Miles de personas salieron a las calles de Kiev para protestar contra la ley promovida por Zelensky que coloca bajo el control del gobierno a las agencias encargadas de combatir la corrupción. Que en Ucrania es un problema tan antiguo como gigantesco: se remonta a principios de los años noventa y ha visto a todos los favoritos de Occidente - desde Timoshenko hasta Poroshenko y finalmente Zelensky - transformar sus administraciones en organizaciones criminales. Diversas ONG estadounidenses y europeas denunciaban, desde finales de los noventa y con más fuerza entre 2014 y 2021, que la corrupción había alcanzado niveles tales que ya no era posible determinar con certeza jurídica el funcionamiento del sistema-país. La ONU y la UE ubicaban a Ucrania entre los primeros países del mundo en corrupción.

Todo fue olvidado cuando la OTAN inició sus provocaciones contra Rusia, dando lugar a una reacción que era tan previsible como inevitable ante el panorama existente. La decisión de poner bajo control gubernamental a las dos agencias anticorrupción (que ciertamente no han brillado por su vigilancia en estos años) responde principalmente a una disputa interna por el reparto de poder dentro del sistema; lo que indigna, pero ¿frente a la dramática realidad del país es lo prioritario?

En estas movilizaciones surgen algunas anomalías. La propaganda occidental las ha retratado como prueba de la existencia de un tejido democrático en Ucrania y ciertamente reflejan el malestar hacia Zelensky. Pero cabe preguntarse: ¿dónde estaba ese espíritu democrático cuando Zelensky prohibió el uso del idioma ruso (hablado por el 100% de la población, en su mayoría de origen ruso); institucionalizó la discriminación étnica, ilegalizó partidos políticos y sindicatos, cerró emisoras de radio y televisión, e incluso prohibió las actividades religiosas de la iglesia ortodoxa (mayoritaria en el país)? Sin mencionar que es un presidente cuyo mandato expiró hace casi dos años y se niega a convocar elecciones por temor a perder, ocupando el poder de manera ilegítima con el respaldo de una UE que no le exige rendición de cuentas.

CONSIGNA A: Reescribe como lista breve el párrafo del fragmento que empieza con "Miles de personas salieron a las calles de Kiev", conservando sus datos principales.

DATOS PROPORCIONADOS:

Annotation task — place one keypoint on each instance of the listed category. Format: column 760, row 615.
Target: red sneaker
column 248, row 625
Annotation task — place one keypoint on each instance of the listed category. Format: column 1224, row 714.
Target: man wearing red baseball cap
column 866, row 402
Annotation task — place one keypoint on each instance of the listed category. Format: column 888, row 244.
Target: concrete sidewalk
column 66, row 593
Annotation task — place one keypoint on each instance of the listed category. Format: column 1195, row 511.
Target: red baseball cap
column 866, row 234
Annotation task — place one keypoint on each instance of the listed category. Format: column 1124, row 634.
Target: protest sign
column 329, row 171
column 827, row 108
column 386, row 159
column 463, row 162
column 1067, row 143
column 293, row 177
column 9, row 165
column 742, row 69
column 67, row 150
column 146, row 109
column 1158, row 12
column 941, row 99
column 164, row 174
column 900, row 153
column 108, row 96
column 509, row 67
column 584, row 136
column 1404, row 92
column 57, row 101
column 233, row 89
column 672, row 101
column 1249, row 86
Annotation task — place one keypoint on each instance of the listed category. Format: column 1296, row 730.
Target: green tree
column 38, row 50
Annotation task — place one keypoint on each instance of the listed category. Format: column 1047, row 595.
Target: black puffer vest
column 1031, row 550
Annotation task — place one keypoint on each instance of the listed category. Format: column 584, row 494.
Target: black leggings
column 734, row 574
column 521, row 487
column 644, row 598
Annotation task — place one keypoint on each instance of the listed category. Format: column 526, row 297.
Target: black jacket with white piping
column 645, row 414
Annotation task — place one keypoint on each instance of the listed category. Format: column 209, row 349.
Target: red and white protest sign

CONSIGNA B: Extrae todas las líneas de las filas que contengan la palabra "Target".

RESULTADO A:
- Miles de personas protestaron en Kiev contra una ley impulsada por Zelensky que pone bajo control del gobierno a las agencias anticorrupción.
- La corrupción en Ucrania viene de principios de los años noventa.
- Según el texto, Timoshenko, Poroshenko y Zelensky convirtieron sus administraciones en organizaciones criminales.
- ONG estadounidenses y europeas la denunciaron desde finales de los noventa, con más fuerza entre 2014 y 2021.
- Esas ONG señalaban que ya no podía determinarse con certeza jurídica el funcionamiento del sistema-país.
- La ONU y la UE situaban a Ucrania entre los primeros países del mundo en corrupción.

RESULTADO B:
Target: red sneaker
Target: man wearing red baseball cap
Target: concrete sidewalk
Target: red baseball cap
Target: protest sign
Target: green tree
Target: black puffer vest
Target: black leggings
Target: black jacket with white piping
Target: red and white protest sign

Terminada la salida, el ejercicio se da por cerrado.